**EXERCISE DIRECTIONS:**
Give back the material word for word, every line included.

**AVAILABLE RECORDS:**
Segment Open
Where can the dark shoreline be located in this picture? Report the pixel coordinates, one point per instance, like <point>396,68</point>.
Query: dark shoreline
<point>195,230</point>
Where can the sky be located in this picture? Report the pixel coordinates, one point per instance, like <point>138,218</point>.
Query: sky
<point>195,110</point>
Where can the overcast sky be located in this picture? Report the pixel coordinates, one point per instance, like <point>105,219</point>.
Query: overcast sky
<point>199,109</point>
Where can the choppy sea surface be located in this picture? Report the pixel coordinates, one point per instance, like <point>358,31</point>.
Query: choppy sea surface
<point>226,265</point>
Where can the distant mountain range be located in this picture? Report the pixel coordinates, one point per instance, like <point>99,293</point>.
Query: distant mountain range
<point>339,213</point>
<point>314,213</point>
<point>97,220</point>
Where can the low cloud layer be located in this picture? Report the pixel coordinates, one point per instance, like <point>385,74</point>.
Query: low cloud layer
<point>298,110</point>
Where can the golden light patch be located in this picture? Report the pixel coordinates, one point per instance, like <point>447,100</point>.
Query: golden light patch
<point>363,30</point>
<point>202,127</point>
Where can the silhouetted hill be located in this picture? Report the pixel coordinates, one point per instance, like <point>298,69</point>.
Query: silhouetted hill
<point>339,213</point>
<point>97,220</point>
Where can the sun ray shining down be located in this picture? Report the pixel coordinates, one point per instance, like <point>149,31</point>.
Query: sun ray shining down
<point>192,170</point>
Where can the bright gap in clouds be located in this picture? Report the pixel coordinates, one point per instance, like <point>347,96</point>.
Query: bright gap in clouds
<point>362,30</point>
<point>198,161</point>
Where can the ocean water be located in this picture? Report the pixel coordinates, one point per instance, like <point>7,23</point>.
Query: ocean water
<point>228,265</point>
Segment Closed
**SOLUTION TO THE EXERCISE:**
Where can the dark shoreline be located in this picture? Report the pixel coordinates, one point per instance, like <point>396,68</point>.
Query: dark shoreline
<point>195,230</point>
Where can the sky be located in this picture? Report the pixel coordinates, one point per instance, like <point>138,218</point>.
Query: sky
<point>195,110</point>
Where can the overcast sky be located in this picture? Report the pixel coordinates, one point per instance, like <point>105,219</point>.
Query: overcast sky
<point>199,109</point>
Where can the choppy sea surface be located in this picture? Report the pixel coordinates, one point per instance, like <point>358,31</point>.
Query: choppy sea surface
<point>226,265</point>
Where can the distant mountain range be located in this picture? Report the pixel coordinates, one point per instance, like <point>99,293</point>.
Query: distant mountain range
<point>339,213</point>
<point>314,213</point>
<point>97,220</point>
Where can the low cloud layer be located in this picture? Report the pixel coordinates, one point per instance, like <point>385,74</point>.
Query: low cloud layer
<point>298,110</point>
Where can the golden light patch be located in this picture? Report the pixel coordinates, one point per instance, like <point>447,100</point>.
Query: golden light patch
<point>363,30</point>
<point>202,127</point>
Where can the silhouetted hill be located in this picture? Report the pixel coordinates, one point per instance, like <point>298,69</point>.
Query: silhouetted hill
<point>339,213</point>
<point>97,220</point>
Where can the sun ray shining down be located in this picture? Report the pixel coordinates, one point per instance, like <point>149,31</point>.
Query: sun ray shining down
<point>192,170</point>
Where can the bright gap in clouds be located in this picture? Report the pixel coordinates, one point per instance, like <point>347,96</point>.
Query: bright gap in clouds
<point>362,30</point>
<point>198,161</point>
Where can the ocean water be located in this picture? Report the pixel coordinates, one point per instance, like <point>7,23</point>.
Query: ocean water
<point>228,265</point>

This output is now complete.